● Your objective
Can you rewrite the entries from the beginning through the line holding "x=230 y=161", inclusive, swapping "twig" for "branch" and keeping everything else unchanged? Leave the pictures out of your answer.

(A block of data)
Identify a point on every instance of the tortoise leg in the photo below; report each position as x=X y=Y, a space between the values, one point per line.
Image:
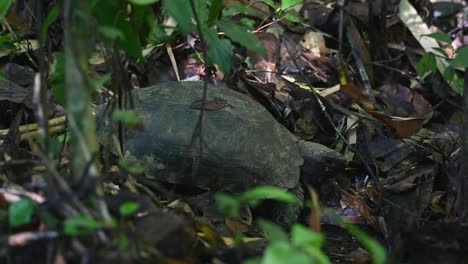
x=282 y=214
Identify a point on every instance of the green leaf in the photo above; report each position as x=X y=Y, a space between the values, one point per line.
x=377 y=252
x=285 y=4
x=292 y=18
x=128 y=208
x=128 y=117
x=461 y=60
x=57 y=79
x=228 y=204
x=219 y=50
x=241 y=35
x=254 y=196
x=134 y=169
x=80 y=225
x=440 y=36
x=111 y=33
x=449 y=73
x=232 y=10
x=182 y=13
x=441 y=52
x=143 y=2
x=427 y=64
x=273 y=232
x=269 y=3
x=280 y=252
x=20 y=212
x=4 y=6
x=202 y=10
x=215 y=9
x=51 y=17
x=304 y=236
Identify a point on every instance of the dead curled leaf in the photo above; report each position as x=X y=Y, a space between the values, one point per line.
x=405 y=110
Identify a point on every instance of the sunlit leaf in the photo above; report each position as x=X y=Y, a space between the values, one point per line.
x=4 y=6
x=269 y=3
x=143 y=2
x=255 y=195
x=182 y=13
x=292 y=18
x=285 y=4
x=128 y=208
x=112 y=33
x=461 y=60
x=80 y=225
x=20 y=212
x=241 y=35
x=440 y=36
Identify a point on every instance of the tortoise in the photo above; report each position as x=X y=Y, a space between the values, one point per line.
x=243 y=146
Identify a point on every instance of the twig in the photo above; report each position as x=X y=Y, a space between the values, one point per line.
x=198 y=128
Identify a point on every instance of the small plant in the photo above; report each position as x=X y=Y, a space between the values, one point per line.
x=428 y=63
x=302 y=245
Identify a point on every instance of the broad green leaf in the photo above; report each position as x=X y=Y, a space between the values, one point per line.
x=134 y=169
x=228 y=204
x=272 y=231
x=255 y=195
x=449 y=73
x=215 y=9
x=80 y=225
x=20 y=212
x=269 y=3
x=236 y=9
x=440 y=36
x=304 y=236
x=143 y=2
x=441 y=52
x=427 y=64
x=219 y=50
x=292 y=18
x=128 y=208
x=4 y=6
x=241 y=35
x=182 y=13
x=461 y=60
x=51 y=17
x=128 y=117
x=280 y=252
x=285 y=4
x=111 y=33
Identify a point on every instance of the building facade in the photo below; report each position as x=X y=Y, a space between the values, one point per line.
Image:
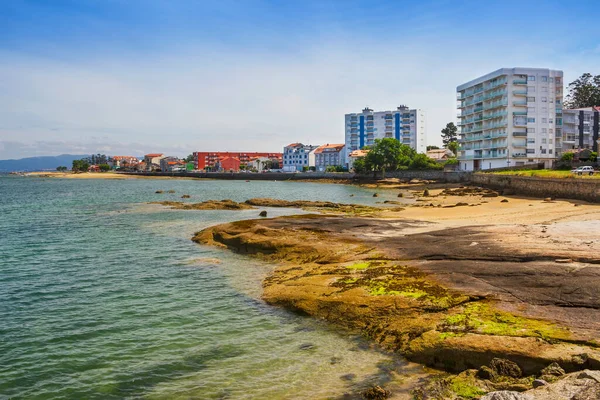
x=406 y=125
x=581 y=128
x=296 y=156
x=152 y=161
x=510 y=117
x=330 y=155
x=230 y=161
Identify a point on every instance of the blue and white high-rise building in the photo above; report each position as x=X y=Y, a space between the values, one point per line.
x=406 y=125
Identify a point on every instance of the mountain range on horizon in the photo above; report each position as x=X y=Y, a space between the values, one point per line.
x=40 y=163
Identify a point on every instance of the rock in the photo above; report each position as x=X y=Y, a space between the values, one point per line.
x=504 y=367
x=486 y=372
x=376 y=393
x=553 y=369
x=590 y=374
x=538 y=383
x=506 y=395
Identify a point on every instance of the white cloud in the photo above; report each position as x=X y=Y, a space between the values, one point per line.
x=204 y=99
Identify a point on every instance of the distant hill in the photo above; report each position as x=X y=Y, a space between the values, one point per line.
x=39 y=163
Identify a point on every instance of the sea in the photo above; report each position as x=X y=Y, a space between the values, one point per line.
x=104 y=296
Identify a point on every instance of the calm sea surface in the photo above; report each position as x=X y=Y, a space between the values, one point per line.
x=103 y=296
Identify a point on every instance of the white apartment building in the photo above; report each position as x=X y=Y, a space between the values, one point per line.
x=510 y=117
x=329 y=155
x=406 y=125
x=581 y=128
x=296 y=156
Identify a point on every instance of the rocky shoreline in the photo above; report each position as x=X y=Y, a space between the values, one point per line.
x=449 y=295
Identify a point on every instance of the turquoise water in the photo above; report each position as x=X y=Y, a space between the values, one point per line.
x=104 y=296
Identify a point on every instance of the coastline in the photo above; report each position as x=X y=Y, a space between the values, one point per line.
x=425 y=281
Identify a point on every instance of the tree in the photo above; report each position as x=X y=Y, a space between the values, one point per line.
x=388 y=154
x=449 y=134
x=80 y=165
x=584 y=92
x=359 y=166
x=453 y=147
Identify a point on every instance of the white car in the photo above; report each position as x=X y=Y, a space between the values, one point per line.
x=587 y=170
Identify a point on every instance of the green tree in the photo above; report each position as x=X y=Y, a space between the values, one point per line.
x=449 y=134
x=453 y=147
x=388 y=154
x=584 y=92
x=360 y=166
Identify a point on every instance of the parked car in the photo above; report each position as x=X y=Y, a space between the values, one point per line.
x=587 y=170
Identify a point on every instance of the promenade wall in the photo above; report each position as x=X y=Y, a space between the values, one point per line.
x=441 y=176
x=574 y=188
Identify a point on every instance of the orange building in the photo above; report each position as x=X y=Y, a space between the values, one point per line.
x=229 y=161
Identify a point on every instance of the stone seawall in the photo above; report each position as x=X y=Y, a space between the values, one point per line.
x=568 y=188
x=441 y=176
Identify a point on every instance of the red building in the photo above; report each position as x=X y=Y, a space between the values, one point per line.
x=228 y=161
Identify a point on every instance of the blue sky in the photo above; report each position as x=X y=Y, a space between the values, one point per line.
x=130 y=77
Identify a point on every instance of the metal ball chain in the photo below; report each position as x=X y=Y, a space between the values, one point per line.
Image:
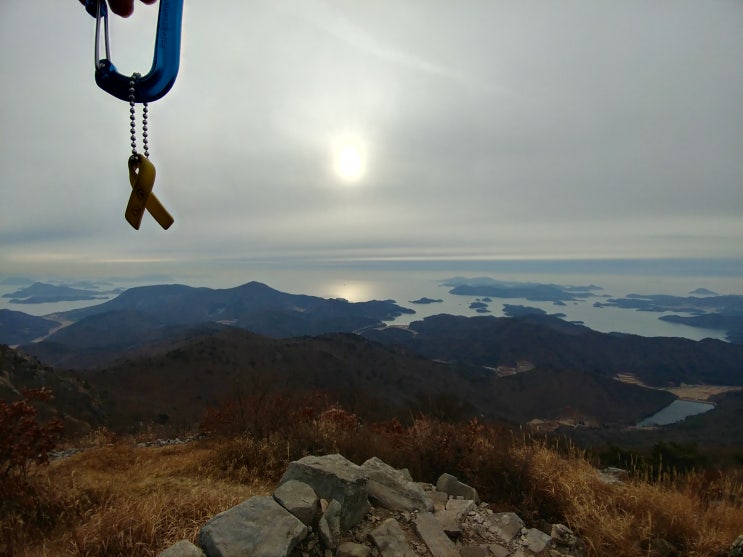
x=132 y=120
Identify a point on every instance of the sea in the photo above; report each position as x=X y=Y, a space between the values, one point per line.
x=406 y=281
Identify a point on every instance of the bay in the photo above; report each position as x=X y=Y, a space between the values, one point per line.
x=407 y=281
x=677 y=411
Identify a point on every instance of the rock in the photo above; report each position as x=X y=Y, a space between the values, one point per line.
x=390 y=540
x=566 y=542
x=450 y=523
x=536 y=541
x=183 y=548
x=499 y=550
x=334 y=477
x=330 y=525
x=259 y=527
x=474 y=551
x=736 y=548
x=505 y=525
x=451 y=486
x=429 y=530
x=299 y=499
x=350 y=549
x=460 y=506
x=439 y=499
x=392 y=489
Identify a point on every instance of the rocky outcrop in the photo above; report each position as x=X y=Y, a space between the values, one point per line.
x=321 y=508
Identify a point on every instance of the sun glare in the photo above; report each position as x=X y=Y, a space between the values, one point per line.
x=349 y=159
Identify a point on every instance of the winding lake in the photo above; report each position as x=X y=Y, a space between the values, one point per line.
x=677 y=411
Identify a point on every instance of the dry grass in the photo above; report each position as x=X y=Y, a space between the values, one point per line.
x=699 y=515
x=121 y=500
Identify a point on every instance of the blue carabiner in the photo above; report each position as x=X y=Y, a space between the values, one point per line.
x=165 y=61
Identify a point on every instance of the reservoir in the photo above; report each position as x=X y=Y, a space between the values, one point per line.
x=677 y=411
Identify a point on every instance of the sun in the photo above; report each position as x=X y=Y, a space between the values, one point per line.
x=349 y=159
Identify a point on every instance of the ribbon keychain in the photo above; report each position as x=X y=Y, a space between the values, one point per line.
x=141 y=89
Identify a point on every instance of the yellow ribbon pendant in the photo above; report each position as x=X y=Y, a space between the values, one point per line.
x=142 y=179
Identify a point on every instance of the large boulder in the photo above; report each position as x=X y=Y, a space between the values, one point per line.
x=430 y=531
x=299 y=499
x=454 y=488
x=334 y=477
x=392 y=489
x=258 y=527
x=390 y=540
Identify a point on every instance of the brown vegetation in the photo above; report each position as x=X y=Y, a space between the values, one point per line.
x=116 y=499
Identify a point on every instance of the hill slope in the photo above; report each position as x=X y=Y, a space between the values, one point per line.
x=549 y=342
x=179 y=379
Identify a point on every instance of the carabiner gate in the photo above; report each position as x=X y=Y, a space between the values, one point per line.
x=165 y=61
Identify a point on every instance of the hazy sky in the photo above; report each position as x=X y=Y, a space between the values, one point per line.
x=480 y=129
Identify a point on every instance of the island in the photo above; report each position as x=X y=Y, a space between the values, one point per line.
x=42 y=293
x=425 y=300
x=536 y=292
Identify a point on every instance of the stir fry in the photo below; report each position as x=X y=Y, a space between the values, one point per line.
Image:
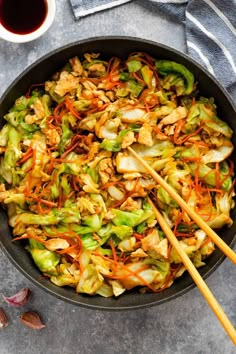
x=77 y=196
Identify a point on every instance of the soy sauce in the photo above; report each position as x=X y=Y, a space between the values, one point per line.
x=22 y=16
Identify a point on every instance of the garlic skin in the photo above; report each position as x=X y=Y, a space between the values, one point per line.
x=19 y=299
x=3 y=319
x=31 y=320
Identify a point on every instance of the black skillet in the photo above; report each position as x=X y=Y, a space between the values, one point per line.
x=41 y=71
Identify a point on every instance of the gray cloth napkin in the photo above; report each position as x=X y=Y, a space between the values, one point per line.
x=209 y=26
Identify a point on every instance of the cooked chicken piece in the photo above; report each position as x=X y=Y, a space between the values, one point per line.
x=101 y=95
x=90 y=56
x=134 y=115
x=147 y=183
x=177 y=114
x=139 y=253
x=131 y=176
x=88 y=85
x=97 y=67
x=109 y=215
x=162 y=248
x=128 y=140
x=66 y=83
x=127 y=245
x=49 y=85
x=89 y=185
x=38 y=108
x=130 y=204
x=85 y=204
x=126 y=164
x=106 y=170
x=151 y=241
x=170 y=129
x=53 y=137
x=2 y=187
x=31 y=119
x=117 y=287
x=104 y=117
x=111 y=95
x=54 y=244
x=145 y=135
x=136 y=189
x=109 y=129
x=76 y=66
x=218 y=155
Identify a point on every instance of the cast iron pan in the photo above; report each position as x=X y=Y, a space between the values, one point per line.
x=41 y=71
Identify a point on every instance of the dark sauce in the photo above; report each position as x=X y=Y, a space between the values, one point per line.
x=22 y=16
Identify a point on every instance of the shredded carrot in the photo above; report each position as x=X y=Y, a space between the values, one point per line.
x=71 y=108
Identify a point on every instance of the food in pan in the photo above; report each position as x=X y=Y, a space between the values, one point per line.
x=78 y=197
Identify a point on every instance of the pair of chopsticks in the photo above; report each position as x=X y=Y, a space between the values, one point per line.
x=206 y=292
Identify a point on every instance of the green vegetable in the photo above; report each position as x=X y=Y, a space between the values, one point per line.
x=11 y=156
x=147 y=74
x=111 y=145
x=45 y=260
x=166 y=67
x=134 y=65
x=130 y=218
x=135 y=87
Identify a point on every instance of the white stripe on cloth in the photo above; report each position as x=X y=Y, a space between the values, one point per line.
x=79 y=13
x=212 y=37
x=221 y=15
x=202 y=56
x=171 y=1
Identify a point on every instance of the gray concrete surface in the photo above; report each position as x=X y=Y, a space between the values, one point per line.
x=185 y=325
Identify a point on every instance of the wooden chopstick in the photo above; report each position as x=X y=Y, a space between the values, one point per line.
x=202 y=286
x=199 y=221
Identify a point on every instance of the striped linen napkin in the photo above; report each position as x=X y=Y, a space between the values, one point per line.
x=209 y=26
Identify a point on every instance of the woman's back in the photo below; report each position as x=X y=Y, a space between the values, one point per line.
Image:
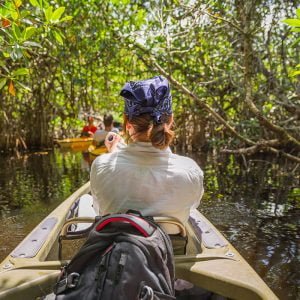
x=141 y=177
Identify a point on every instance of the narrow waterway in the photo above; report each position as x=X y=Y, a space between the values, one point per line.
x=255 y=204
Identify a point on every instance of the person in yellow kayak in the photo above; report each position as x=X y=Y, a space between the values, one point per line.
x=89 y=129
x=100 y=134
x=145 y=175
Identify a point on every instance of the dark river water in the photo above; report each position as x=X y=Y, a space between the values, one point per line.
x=254 y=203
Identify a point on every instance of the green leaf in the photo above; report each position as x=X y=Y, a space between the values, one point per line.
x=2 y=82
x=57 y=13
x=296 y=29
x=16 y=53
x=23 y=86
x=34 y=3
x=16 y=32
x=21 y=71
x=292 y=22
x=66 y=18
x=28 y=32
x=58 y=37
x=32 y=44
x=48 y=13
x=294 y=73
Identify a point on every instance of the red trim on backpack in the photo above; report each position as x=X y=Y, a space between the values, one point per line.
x=123 y=220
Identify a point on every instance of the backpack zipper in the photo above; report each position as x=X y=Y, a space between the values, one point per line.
x=120 y=267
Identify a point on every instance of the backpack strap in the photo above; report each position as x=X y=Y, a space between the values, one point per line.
x=145 y=228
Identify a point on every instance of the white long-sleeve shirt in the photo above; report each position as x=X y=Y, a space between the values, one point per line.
x=141 y=177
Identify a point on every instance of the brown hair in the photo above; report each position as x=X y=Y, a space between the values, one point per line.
x=160 y=135
x=108 y=120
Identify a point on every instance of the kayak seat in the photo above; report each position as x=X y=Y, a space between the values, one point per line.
x=82 y=216
x=176 y=231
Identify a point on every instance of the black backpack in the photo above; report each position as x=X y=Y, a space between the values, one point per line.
x=125 y=257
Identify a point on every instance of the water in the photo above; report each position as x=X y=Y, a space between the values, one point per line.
x=255 y=204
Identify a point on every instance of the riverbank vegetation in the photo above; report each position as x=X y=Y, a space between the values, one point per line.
x=232 y=67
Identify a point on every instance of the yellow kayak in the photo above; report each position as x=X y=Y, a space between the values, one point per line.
x=96 y=151
x=75 y=143
x=210 y=261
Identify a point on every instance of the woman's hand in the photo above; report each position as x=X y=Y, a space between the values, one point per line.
x=112 y=140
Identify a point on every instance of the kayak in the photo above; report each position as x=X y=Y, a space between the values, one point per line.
x=75 y=143
x=209 y=262
x=96 y=151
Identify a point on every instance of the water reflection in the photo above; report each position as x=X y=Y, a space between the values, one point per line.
x=31 y=187
x=255 y=204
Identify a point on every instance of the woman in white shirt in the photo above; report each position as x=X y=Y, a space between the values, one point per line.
x=145 y=175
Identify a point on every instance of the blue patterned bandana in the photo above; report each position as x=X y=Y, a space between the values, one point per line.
x=148 y=96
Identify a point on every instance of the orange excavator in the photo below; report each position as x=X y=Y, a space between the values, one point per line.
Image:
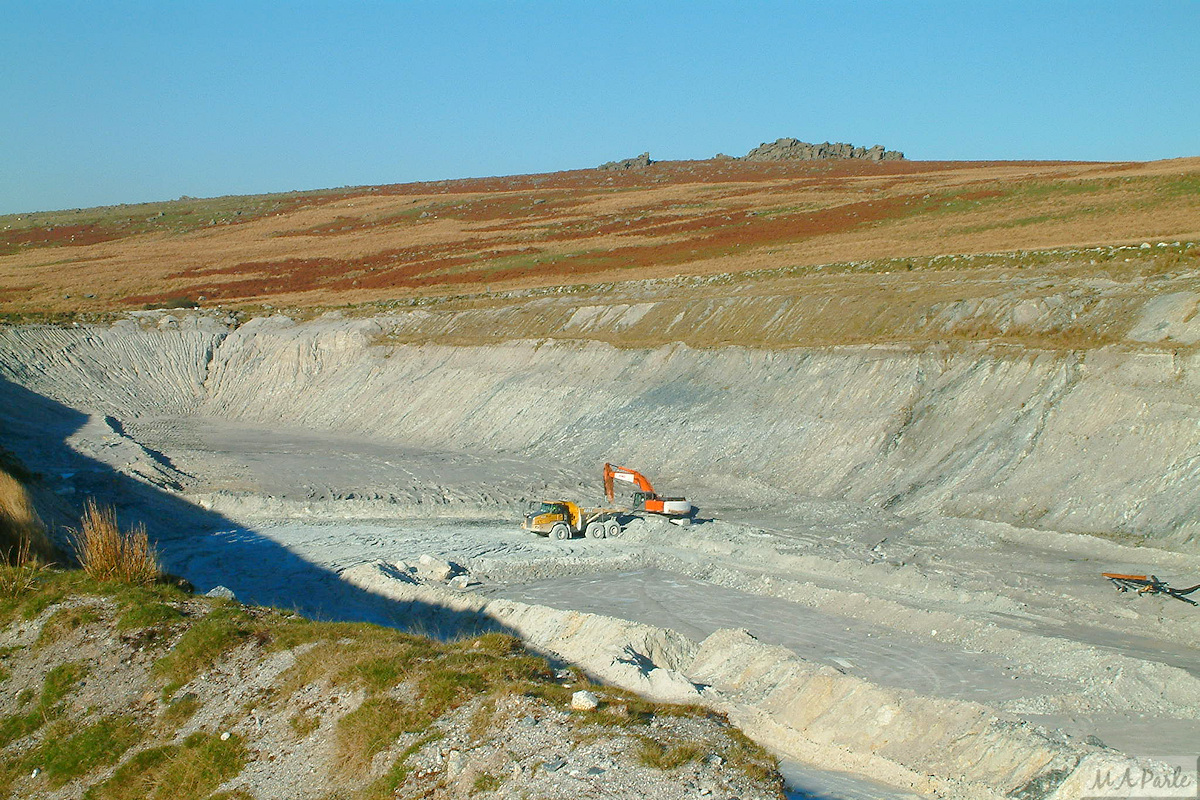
x=645 y=494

● Expected output
Identify a point on every instance of the tortoise leg in the photo below; report each position as x=X y=Y, a space between the values, one point per line.
Image:
x=282 y=214
Identify a point on every instance of the green leaf in the photo above; report each position as x=X y=Y, a space between the values, one point per line.
x=377 y=252
x=285 y=4
x=292 y=18
x=128 y=208
x=128 y=117
x=461 y=60
x=57 y=79
x=228 y=204
x=219 y=50
x=241 y=35
x=254 y=196
x=134 y=169
x=80 y=225
x=440 y=36
x=111 y=33
x=449 y=73
x=232 y=10
x=182 y=13
x=441 y=52
x=143 y=2
x=427 y=64
x=273 y=232
x=269 y=3
x=280 y=252
x=20 y=212
x=4 y=6
x=202 y=10
x=215 y=9
x=51 y=17
x=304 y=236
Identify a point on every instance of the dead curled leaf in the photo above; report each position as x=X y=Y, a space between the values, one point per line.
x=405 y=110
Identify a point on every instance of the sunlit leaf in the photo above; report each position as x=X y=Y, a space between the values, one point per line.
x=4 y=6
x=269 y=3
x=143 y=2
x=255 y=195
x=182 y=13
x=292 y=18
x=285 y=4
x=128 y=208
x=112 y=33
x=461 y=60
x=80 y=225
x=20 y=212
x=241 y=35
x=440 y=36
Identify a point on every instance of the tortoise in the photo above; report each position as x=X y=Y, a space between the values, one point per line.
x=243 y=146
Identify a point on every instance of the branch in the photo above; report each position as x=X y=Y, a space between the values, one point per line.
x=198 y=128
Identify a point on every instance of the small plant in the photo above; report each position as x=X y=Y, a space between the values, one point per line.
x=428 y=63
x=302 y=245
Identify a point on every instance of the broad green leaf in the photo above; report each position as x=X y=Y, a space between the values, one point per line.
x=134 y=169
x=228 y=204
x=272 y=231
x=255 y=195
x=449 y=73
x=215 y=9
x=80 y=225
x=20 y=212
x=269 y=3
x=236 y=9
x=440 y=36
x=304 y=236
x=143 y=2
x=441 y=52
x=427 y=64
x=219 y=50
x=292 y=18
x=128 y=208
x=4 y=6
x=241 y=35
x=182 y=13
x=461 y=60
x=51 y=17
x=128 y=117
x=280 y=252
x=285 y=4
x=111 y=33
Identify a point on every instance of the building facade in the photo below; report each position as x=X y=Y, a space between the values, one point per line.
Image:
x=406 y=125
x=581 y=128
x=296 y=156
x=152 y=161
x=510 y=117
x=330 y=155
x=230 y=161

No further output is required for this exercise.